**DOCUMENT SECTION:**

++++++

Can’t get enough from Jimmy Wofford, who did the predictions for the Chronicle’s Rolex Kentucky preview issue? Don’t worry! He’s going to continue sharing his thoughts here throughout the competition.

“The first thing that I have to say is that space restrictions in the Rolex Preview issue prevent me from recognizing the presence of the volunteers here. The talk is how technical and proficient the riders are and how fancy the horses, and we forget who puts this event on. The sponsors pay for it, but the volunteers make it happen. There will be 2,300 volunteers helping here at Rolex this year, 300 of them alone on cross-country day. If you’re physically present on the grounds, find a volunteer and tell them thank you because Rolex would not happen without our volunteers.

++++++

**GIVEN MATERIAL:**
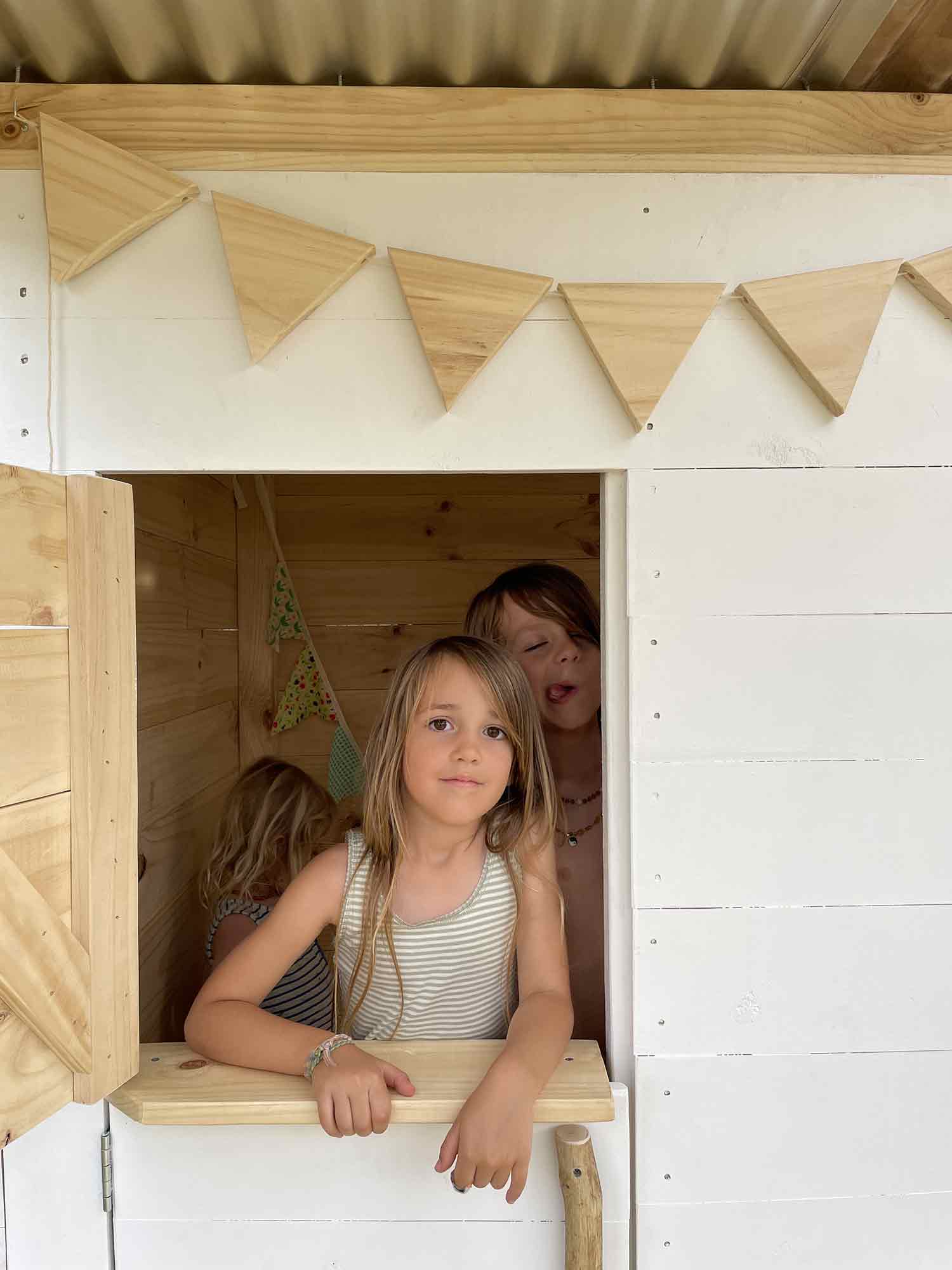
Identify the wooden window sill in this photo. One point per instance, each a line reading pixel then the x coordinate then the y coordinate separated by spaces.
pixel 176 1086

++++++

**WRITTEN INSTRUCTION:** Repeat the Rolex Kentucky text from "Can’t get enough" to "throughout the competition.", swapping "predictions" for "forecasts".

**FINAL RESULT:**
Can’t get enough from Jimmy Wofford, who did the forecasts for the Chronicle’s Rolex Kentucky preview issue? Don’t worry! He’s going to continue sharing his thoughts here throughout the competition.